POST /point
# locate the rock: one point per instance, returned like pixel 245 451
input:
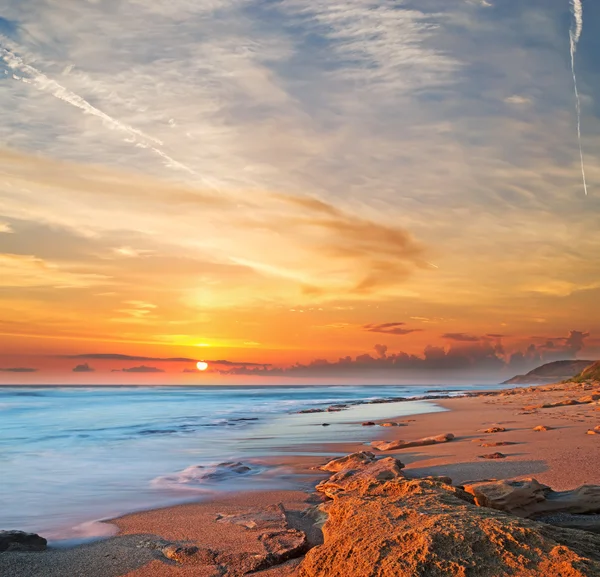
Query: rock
pixel 494 430
pixel 179 553
pixel 352 461
pixel 395 445
pixel 369 474
pixel 420 527
pixel 21 541
pixel 493 456
pixel 284 545
pixel 528 498
pixel 570 521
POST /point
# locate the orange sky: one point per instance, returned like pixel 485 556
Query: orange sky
pixel 332 192
pixel 150 268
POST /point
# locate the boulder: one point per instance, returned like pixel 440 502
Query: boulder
pixel 493 456
pixel 494 430
pixel 179 553
pixel 409 527
pixel 352 461
pixel 284 545
pixel 21 541
pixel 528 498
pixel 395 445
pixel 369 474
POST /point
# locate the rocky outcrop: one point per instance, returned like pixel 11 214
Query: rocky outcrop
pixel 493 430
pixel 21 541
pixel 395 445
pixel 352 461
pixel 496 455
pixel 550 373
pixel 371 473
pixel 528 498
pixel 380 527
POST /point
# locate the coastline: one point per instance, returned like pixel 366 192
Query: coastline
pixel 563 457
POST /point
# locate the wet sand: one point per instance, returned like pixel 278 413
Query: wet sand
pixel 563 457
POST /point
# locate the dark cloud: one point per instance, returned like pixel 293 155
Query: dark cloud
pixel 461 337
pixel 120 357
pixel 390 329
pixel 84 368
pixel 143 369
pixel 19 370
pixel 480 356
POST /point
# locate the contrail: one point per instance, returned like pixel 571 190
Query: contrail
pixel 45 84
pixel 574 35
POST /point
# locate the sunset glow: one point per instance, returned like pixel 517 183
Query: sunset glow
pixel 308 203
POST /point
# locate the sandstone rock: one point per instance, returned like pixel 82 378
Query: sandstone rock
pixel 494 430
pixel 21 541
pixel 426 528
pixel 352 461
pixel 395 445
pixel 528 498
pixel 493 456
pixel 371 474
pixel 570 521
pixel 284 545
pixel 179 553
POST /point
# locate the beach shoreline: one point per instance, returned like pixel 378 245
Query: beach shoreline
pixel 563 456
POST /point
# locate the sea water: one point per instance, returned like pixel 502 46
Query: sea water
pixel 72 455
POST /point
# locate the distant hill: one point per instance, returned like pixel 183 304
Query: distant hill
pixel 553 372
pixel 590 373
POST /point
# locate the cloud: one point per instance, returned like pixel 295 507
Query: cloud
pixel 84 368
pixel 482 358
pixel 122 357
pixel 461 337
pixel 143 369
pixel 390 329
pixel 19 370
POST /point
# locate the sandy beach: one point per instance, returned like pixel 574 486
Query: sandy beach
pixel 227 532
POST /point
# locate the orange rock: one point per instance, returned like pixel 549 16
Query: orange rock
pixel 409 527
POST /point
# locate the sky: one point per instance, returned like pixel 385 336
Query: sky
pixel 296 190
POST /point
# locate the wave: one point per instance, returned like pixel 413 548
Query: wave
pixel 201 477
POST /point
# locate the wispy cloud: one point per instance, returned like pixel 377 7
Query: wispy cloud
pixel 390 329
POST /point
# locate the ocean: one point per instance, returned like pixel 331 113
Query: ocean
pixel 70 456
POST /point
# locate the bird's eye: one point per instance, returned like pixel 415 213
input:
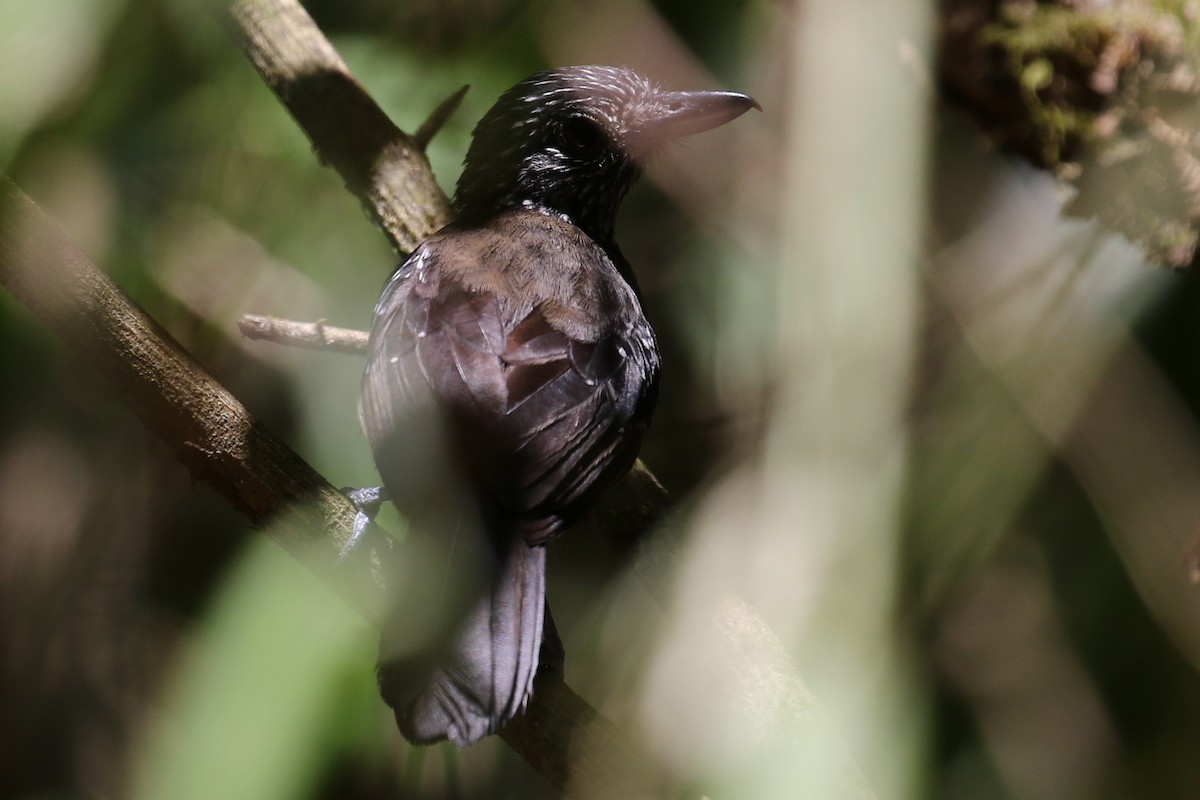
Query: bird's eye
pixel 583 134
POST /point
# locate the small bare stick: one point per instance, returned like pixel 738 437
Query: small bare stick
pixel 438 118
pixel 312 336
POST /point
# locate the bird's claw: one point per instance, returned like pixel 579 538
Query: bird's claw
pixel 366 500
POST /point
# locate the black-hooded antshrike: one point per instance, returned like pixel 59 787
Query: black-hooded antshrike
pixel 517 330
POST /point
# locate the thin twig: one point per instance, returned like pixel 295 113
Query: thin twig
pixel 435 121
pixel 381 164
pixel 312 336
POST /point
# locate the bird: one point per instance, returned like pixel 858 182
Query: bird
pixel 514 343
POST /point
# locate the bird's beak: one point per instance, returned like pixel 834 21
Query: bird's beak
pixel 678 114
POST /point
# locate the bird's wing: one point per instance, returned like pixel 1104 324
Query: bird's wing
pixel 544 421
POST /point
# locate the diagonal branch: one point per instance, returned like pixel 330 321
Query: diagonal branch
pixel 382 166
pixel 217 439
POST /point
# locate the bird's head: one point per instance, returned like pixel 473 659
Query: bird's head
pixel 573 140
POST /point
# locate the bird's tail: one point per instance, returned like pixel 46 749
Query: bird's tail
pixel 485 675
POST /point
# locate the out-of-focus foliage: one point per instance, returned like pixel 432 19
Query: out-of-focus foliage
pixel 1107 94
pixel 936 450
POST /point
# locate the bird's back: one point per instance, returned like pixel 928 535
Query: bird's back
pixel 525 334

Exercise details |
Leave out the pictures and output the rest of the material exactly as written.

Solution to this task |
POST /point
# locate the rock: one point per instance, returned like pixel 245 451
input:
Query: rock
pixel 494 430
pixel 179 553
pixel 352 461
pixel 395 445
pixel 369 474
pixel 420 527
pixel 21 541
pixel 493 456
pixel 284 545
pixel 528 498
pixel 570 521
POST /point
# locate the orange sky: one point per instance, returned like pixel 485 556
Query: orange sky
pixel 332 192
pixel 150 268
POST /point
# locate the boulder: one point per instance, returned like pixel 440 502
Query: boulder
pixel 493 456
pixel 494 430
pixel 179 553
pixel 409 527
pixel 352 461
pixel 284 545
pixel 21 541
pixel 528 498
pixel 395 445
pixel 369 474
POST /point
# locate the rocky outcrop: one point per instance, returned like pixel 11 214
Query: rocky outcrop
pixel 493 430
pixel 21 541
pixel 395 445
pixel 352 461
pixel 496 455
pixel 550 373
pixel 371 473
pixel 528 498
pixel 380 527
POST /point
# locate the coastline: one point per instance, returned like pixel 366 192
Query: coastline
pixel 563 457
POST /point
# locate the wet sand: one point per instance, returned like pixel 278 413
Query: wet sand
pixel 563 457
POST /point
# locate the dark cloud: one point per instance, returned like pixel 293 155
Query: dark cloud
pixel 461 337
pixel 120 357
pixel 390 329
pixel 84 368
pixel 143 369
pixel 19 370
pixel 480 356
POST /point
# locate the contrail: one point per instance, returned like pixel 571 190
Query: contrail
pixel 45 84
pixel 574 35
POST /point
# locate the sunset glow: one point per instance, returned like pixel 517 183
Query: sunset glow
pixel 308 203
POST /point
# locate the sandstone rock: one point per instance, returned like pixel 82 378
Query: sandstone rock
pixel 494 430
pixel 21 541
pixel 426 528
pixel 352 461
pixel 395 445
pixel 528 498
pixel 493 456
pixel 371 474
pixel 570 521
pixel 284 545
pixel 179 553
POST /point
# locate the beach shoreline: one point per instance, returned like pixel 378 245
Query: beach shoreline
pixel 563 456
POST /point
# locate the sea water: one point per instance, returned like pixel 502 46
Query: sea water
pixel 72 455
POST /point
# locate the distant hill: one point per instance, returned like pixel 183 304
Query: distant hill
pixel 553 372
pixel 590 373
POST /point
# locate the cloud: one point per instance, returned like pixel 295 507
Query: cloud
pixel 84 368
pixel 482 358
pixel 122 357
pixel 461 337
pixel 143 369
pixel 390 329
pixel 19 370
POST /point
# locate the sandy beach: one point per instance, returned like pixel 574 486
Query: sandy beach
pixel 227 532
POST /point
# locate the orange rock: one point per instance, returned like pixel 549 16
Query: orange rock
pixel 409 527
POST /point
# locate the sky: one point per instance, returned like pixel 385 336
Query: sky
pixel 296 190
POST /point
# locate the wave: one point per instance, returned like pixel 413 548
Query: wave
pixel 201 477
POST /point
# locate the wispy cloud: one point per instance, returned like pixel 377 7
Query: wispy cloud
pixel 390 329
POST /point
# locate the ocean: one point per instance, returned like pixel 331 113
Query: ocean
pixel 70 456
POST /point
# locate the bird's eye: one point per instance, returned like pixel 415 213
input:
Query: bird's eye
pixel 583 134
POST /point
# locate the small bare stick: one point per instance, returned like pixel 738 437
Query: small bare stick
pixel 438 118
pixel 312 336
POST /point
# locate the bird's claw: one point per instance, returned like pixel 579 538
Query: bird's claw
pixel 366 500
POST /point
# locate the black-hooded antshrike: one point per instance, returned like pixel 59 787
Query: black-hooded antshrike
pixel 517 330
POST /point
# locate the thin twig: one point per instance, returned like pixel 295 113
Query: thin twig
pixel 435 121
pixel 381 164
pixel 312 336
POST /point
# locate the bird: one point per instance, returned like pixel 858 182
Query: bird
pixel 514 343
POST /point
# locate the bird's beak: one point per instance, returned like pixel 834 21
Query: bird's beak
pixel 678 114
POST /point
# locate the bird's wing: one point per instance, returned like pixel 1104 324
Query: bird's wing
pixel 544 421
POST /point
# locate the diagonal branch: one point per instance, returned like pixel 330 321
Query: diagonal branch
pixel 382 166
pixel 217 439
POST /point
# locate the bird's head: one point per instance, returned like pixel 473 659
Query: bird's head
pixel 573 140
POST /point
# locate the bird's tail: one point per instance, returned like pixel 46 749
Query: bird's tail
pixel 485 675
POST /point
# locate the out-of-focus foliage: one point per instance, returned like pixel 432 19
Query: out-of-focus foliage
pixel 1107 94
pixel 936 450
POST /point
# locate the bird's back: one point per instance, returned like pixel 928 535
Query: bird's back
pixel 525 334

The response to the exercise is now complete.